### PROBLEM STATEMENT
Would you print out every entry exactly as given?

### RECORDS
[Start of section]

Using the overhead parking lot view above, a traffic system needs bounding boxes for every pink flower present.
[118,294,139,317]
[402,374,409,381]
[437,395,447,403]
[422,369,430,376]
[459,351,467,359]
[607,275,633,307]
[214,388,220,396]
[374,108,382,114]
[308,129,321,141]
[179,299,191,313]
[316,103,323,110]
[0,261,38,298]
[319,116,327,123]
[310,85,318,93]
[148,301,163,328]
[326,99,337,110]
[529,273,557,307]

[End of section]

### OUTPUT
Using the overhead parking lot view above, a traffic system needs bounding boxes for every pink flower present.
[118,294,139,317]
[402,374,409,381]
[437,395,447,403]
[422,369,430,376]
[459,351,467,359]
[607,275,633,307]
[214,388,220,396]
[374,108,382,114]
[308,129,321,141]
[179,299,191,313]
[316,103,323,110]
[0,261,38,298]
[319,116,327,123]
[310,85,318,93]
[148,301,163,328]
[326,99,337,110]
[529,273,557,307]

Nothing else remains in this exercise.